ARTÍCULO.
Un buen libro sobre la Primera Guerra Mundial (y sobre tantas guerras) expone la cantidad de aspectos que entraron en juego en aquellos momentos tan dramáticos de la historia humana.
Porque aquella guerra dependía de las armas usadas y del valor de los soldados, de la estrategia de los generales y de las ideas de los políticos, de los enfados del Káiser y del estado de humor del presidente de Estados Unidos, de las huelgas de los obreros en la retaguardia y de una epidemia que explotó en las trincheras…
La lista de factores es enorme. En las complejas relaciones entre los mismos se explica por qué en aquel mes triunfaban las potencias centrales (Alemania y Austria-Hungría), y por qué a los pocos meses vencían los franceses, los británicos y sus aliados.
Lo que ocurre en lo grande, a gran escala, también se produce, en escala mucho menor, en lo pequeño (en una persona, una familia, un barrio). En tantas situaciones se entrecruzan miles de factores cotidianos, casi imperceptibles, que luego explican los resultados «finales».

ÍTEMS SIN PROCESAR.
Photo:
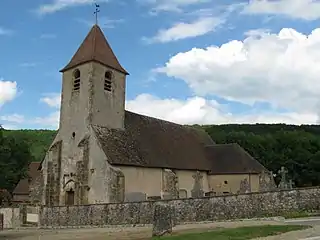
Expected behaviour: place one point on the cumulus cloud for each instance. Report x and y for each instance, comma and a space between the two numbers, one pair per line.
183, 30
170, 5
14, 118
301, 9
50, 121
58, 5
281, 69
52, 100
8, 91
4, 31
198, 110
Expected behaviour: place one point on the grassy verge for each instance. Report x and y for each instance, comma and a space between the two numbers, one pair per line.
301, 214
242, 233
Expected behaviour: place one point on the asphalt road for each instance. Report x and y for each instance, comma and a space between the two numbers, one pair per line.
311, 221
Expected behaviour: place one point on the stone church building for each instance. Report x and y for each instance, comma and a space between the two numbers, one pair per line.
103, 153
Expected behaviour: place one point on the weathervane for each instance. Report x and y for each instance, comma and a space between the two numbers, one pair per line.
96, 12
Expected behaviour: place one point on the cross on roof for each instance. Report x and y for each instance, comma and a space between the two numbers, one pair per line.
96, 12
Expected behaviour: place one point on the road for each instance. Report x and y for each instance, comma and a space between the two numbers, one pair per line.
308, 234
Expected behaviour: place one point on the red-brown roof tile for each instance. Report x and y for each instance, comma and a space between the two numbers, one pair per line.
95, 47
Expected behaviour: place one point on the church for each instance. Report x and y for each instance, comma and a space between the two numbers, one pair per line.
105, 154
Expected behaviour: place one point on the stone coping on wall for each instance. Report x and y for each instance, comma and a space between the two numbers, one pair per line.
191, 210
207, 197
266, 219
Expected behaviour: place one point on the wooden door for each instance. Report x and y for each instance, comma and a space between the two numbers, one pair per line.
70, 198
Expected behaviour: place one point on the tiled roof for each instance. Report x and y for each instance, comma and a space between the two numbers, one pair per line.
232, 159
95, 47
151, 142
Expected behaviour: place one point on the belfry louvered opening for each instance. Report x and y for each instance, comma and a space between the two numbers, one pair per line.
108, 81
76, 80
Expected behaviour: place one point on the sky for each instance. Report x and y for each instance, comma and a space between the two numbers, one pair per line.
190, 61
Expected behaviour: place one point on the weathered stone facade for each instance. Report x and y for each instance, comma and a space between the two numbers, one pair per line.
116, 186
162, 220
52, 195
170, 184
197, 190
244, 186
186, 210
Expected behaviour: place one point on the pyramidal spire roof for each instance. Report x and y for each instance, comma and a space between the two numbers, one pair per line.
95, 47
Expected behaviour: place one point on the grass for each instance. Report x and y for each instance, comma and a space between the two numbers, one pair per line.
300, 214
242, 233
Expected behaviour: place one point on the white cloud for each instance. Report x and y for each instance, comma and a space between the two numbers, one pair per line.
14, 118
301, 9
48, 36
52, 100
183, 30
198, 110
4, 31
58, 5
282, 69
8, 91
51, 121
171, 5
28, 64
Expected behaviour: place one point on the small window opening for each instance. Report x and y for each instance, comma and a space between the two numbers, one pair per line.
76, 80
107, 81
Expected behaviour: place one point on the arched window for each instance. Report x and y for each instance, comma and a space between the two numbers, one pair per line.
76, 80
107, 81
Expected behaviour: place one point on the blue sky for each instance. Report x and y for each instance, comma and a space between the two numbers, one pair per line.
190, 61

--

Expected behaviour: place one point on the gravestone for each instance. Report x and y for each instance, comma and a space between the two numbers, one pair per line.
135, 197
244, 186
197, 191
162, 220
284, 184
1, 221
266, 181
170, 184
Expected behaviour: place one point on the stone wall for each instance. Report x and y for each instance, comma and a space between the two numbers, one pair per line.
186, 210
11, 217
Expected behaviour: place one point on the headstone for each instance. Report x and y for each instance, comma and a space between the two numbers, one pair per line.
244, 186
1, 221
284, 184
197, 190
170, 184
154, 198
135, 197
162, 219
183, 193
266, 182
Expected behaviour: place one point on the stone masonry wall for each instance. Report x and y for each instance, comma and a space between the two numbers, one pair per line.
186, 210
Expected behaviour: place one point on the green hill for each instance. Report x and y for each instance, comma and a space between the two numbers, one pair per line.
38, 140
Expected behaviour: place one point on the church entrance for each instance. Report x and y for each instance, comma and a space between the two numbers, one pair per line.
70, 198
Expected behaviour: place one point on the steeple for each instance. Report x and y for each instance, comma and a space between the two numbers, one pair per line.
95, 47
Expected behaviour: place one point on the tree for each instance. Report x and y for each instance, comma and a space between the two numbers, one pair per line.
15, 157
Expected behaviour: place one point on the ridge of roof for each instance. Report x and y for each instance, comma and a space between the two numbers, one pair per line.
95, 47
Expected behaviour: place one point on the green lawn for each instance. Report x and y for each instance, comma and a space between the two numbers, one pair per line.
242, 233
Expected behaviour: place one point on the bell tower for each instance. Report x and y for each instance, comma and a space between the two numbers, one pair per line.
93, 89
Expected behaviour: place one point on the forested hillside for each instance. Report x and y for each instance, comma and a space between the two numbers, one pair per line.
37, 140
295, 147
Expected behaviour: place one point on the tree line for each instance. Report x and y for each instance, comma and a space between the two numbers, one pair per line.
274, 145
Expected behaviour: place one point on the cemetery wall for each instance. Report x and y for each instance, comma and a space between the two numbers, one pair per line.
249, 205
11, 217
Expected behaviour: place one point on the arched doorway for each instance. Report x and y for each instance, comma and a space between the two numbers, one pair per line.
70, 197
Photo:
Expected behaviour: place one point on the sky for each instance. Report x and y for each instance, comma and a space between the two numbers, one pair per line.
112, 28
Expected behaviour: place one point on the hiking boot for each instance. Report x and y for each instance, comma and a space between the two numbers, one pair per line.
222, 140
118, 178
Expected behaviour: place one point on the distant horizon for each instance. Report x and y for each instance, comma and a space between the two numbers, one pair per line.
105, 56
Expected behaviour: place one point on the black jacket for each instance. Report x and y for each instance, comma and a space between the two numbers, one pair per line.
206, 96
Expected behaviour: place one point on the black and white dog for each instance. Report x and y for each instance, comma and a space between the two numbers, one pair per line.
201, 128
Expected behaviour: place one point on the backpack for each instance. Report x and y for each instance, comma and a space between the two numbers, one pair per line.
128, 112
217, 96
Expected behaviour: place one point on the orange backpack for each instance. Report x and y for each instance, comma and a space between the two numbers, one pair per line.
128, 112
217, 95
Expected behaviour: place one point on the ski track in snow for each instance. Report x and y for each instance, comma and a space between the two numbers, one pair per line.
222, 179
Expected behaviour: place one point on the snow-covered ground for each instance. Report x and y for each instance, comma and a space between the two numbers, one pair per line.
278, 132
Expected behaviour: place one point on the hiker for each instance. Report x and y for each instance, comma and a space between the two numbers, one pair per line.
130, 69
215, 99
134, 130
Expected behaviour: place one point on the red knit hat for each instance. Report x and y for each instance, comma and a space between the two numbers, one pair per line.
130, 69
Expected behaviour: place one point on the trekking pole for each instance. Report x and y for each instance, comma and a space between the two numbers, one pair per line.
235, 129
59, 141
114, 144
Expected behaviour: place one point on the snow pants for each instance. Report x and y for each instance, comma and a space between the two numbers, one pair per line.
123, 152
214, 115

...

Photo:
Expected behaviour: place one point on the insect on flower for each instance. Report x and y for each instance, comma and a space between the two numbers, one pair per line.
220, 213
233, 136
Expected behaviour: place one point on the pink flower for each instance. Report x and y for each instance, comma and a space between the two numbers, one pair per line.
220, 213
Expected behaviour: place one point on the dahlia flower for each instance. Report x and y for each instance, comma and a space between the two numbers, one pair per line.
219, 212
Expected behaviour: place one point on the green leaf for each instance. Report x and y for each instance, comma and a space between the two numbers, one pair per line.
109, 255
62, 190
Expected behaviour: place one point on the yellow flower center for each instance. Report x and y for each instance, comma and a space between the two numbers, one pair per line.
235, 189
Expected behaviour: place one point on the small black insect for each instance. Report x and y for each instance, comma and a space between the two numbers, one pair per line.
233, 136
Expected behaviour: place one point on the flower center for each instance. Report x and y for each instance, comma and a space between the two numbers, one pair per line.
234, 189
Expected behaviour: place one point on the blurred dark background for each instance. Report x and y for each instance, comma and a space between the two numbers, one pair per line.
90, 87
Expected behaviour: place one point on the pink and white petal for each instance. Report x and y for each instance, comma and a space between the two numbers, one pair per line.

OBJETIVO DE LA TAREA.
Continúa el artículo sobre los múltiples factores que se entrecruzan en la Primera Guerra Mundial y en la vida cotidiana a partir de su última oración.

RESPUESTA DEL EJERCICIO.
Porque el enfado de esta mañana se explica desde la interacción entre un cambio de presión, un malestar en el estómago, la noticia apenas leída en Internet, y esa tardanza de una respuesta de la que depende el futuro profesional.
Esos, y tantos otros factores, han desencadenado esa rabia desde la cual luego se dicen palabras fuertes, se responde mal al teléfono, se grita al conductor del coche de al lado, y aumenta por la tarde el dolor de cabeza.
Entre tantos factores, en lo grande y en lo pequeño, y desde ellos, millones de hombres y mujeres toman las decisiones de cada día. Algunas bajo la presión de pasiones casi incontrolables, como cuando un soldado enloquecido sale de su trinchera y avanza de modo absurdo hacia el enemigo.
Otras, en cambio, desde una reflexión más serena y con una voluntad todavía libre, capaz de decir no a lo primero que pasa por el propio corazón para sopesar bien los pros y los contras de las opciones que uno alcanza a entrever en ese momento concreto de la propia vida.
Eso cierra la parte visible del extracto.